__WHAT THE EXERCISE ASKS__
Please output all the records below as a numbered list, leaving out any blank lines.

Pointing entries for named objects
┄┄┄┄┄┄

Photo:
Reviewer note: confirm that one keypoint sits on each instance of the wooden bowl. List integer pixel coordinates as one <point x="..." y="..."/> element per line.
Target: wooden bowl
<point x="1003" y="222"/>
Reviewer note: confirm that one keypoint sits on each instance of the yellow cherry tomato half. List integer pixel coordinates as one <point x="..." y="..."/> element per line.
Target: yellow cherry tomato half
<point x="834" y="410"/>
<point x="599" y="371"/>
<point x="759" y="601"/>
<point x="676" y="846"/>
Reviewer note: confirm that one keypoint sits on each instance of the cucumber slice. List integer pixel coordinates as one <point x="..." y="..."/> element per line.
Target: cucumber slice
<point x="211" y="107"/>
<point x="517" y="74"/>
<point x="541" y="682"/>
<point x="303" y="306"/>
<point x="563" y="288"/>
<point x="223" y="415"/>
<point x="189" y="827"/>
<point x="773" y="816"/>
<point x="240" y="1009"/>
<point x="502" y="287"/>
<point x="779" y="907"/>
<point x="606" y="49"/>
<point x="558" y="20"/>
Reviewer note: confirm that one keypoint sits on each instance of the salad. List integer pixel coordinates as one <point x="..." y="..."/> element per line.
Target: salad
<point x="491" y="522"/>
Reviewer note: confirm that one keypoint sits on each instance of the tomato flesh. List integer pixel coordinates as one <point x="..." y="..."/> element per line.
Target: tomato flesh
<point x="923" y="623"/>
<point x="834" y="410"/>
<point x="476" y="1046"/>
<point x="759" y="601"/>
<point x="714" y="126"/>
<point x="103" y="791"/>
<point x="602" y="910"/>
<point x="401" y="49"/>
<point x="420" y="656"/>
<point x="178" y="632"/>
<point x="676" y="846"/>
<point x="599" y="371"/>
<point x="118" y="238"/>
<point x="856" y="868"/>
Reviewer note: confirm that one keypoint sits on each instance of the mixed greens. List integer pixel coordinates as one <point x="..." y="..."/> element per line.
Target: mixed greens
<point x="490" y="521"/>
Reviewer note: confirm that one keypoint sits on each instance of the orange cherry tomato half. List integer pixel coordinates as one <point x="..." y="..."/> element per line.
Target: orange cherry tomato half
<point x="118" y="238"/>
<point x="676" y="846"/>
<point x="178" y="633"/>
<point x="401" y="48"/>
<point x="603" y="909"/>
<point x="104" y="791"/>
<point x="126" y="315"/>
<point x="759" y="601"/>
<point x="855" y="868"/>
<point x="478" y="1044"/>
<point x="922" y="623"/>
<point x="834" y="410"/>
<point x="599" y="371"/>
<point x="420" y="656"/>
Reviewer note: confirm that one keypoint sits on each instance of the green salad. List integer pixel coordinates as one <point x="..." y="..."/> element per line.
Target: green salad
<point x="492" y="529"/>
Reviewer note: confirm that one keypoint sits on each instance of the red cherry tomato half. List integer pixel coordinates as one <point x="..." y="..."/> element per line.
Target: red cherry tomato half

┄┄┄┄┄┄

__FULL SOLUTION__
1. Photo:
2. Reviewer note: confirm that one keypoint sits on each instance of the wooden bowl. List integer pixel coordinates as one <point x="..." y="..."/> element per line.
3. Target: wooden bowl
4. <point x="1003" y="222"/>
5. Reviewer note: confirm that one keypoint sits on each instance of the yellow cherry tomato half. List integer pixel coordinates as one <point x="..." y="..."/> element per line.
6. Target: yellow cherry tomato half
7. <point x="834" y="410"/>
8. <point x="599" y="371"/>
9. <point x="759" y="601"/>
10. <point x="676" y="846"/>
11. Reviewer note: confirm that one keypoint sits on each instance of the cucumber slice. List integer pixel coordinates as one <point x="..." y="..."/> element per line.
12. Target: cucumber slice
13. <point x="211" y="107"/>
14. <point x="517" y="74"/>
15. <point x="541" y="682"/>
16. <point x="303" y="306"/>
17. <point x="563" y="288"/>
18. <point x="223" y="415"/>
19. <point x="189" y="827"/>
20. <point x="773" y="816"/>
21. <point x="240" y="1009"/>
22. <point x="502" y="287"/>
23. <point x="779" y="907"/>
24. <point x="606" y="49"/>
25. <point x="558" y="20"/>
26. Reviewer note: confirm that one keypoint sits on each instance of the salad. List integer pixel coordinates as one <point x="..." y="..."/> element per line.
27. Target: salad
28. <point x="491" y="522"/>
29. Reviewer note: confirm that one keypoint sits on each instance of the tomato flesh. List integer pixel coordinates as one <point x="..." y="..."/> element per line.
30. Target: tomato flesh
31. <point x="923" y="623"/>
32. <point x="834" y="410"/>
33. <point x="476" y="1046"/>
34. <point x="759" y="601"/>
35. <point x="714" y="126"/>
36. <point x="103" y="791"/>
37. <point x="602" y="910"/>
38. <point x="401" y="49"/>
39. <point x="420" y="656"/>
40. <point x="178" y="632"/>
41. <point x="676" y="846"/>
42. <point x="599" y="371"/>
43. <point x="118" y="238"/>
44. <point x="856" y="868"/>
45. Reviewer note: confirm that one keypoint sits on each instance of the mixed greens. List integer pixel coordinates as one <point x="..." y="..."/> element per line.
46. Target: mixed greens
47. <point x="490" y="521"/>
48. Reviewer note: confirm that one keypoint sits on each instance of the orange cherry tomato half. List integer pixel coordinates as one <point x="..." y="..."/> element per line.
49. Target: orange cherry tomato half
50. <point x="118" y="238"/>
51. <point x="676" y="846"/>
52. <point x="178" y="633"/>
53. <point x="401" y="48"/>
54. <point x="603" y="909"/>
55. <point x="104" y="791"/>
56. <point x="126" y="315"/>
57. <point x="759" y="601"/>
58. <point x="855" y="868"/>
59. <point x="478" y="1044"/>
60. <point x="922" y="623"/>
61. <point x="834" y="410"/>
62. <point x="599" y="371"/>
63. <point x="420" y="656"/>
64. Reviewer note: confirm that one keypoint sits on each instance of the green salad. List integer pixel coordinates as one <point x="..." y="..."/> element per line.
65. Target: green salad
66. <point x="492" y="529"/>
67. Reviewer note: confirm that one keypoint sits on each instance of the red cherry tomato half. List integer pixel coordinates as one <point x="..." y="..."/> element per line.
68. Target: red cherry tomato half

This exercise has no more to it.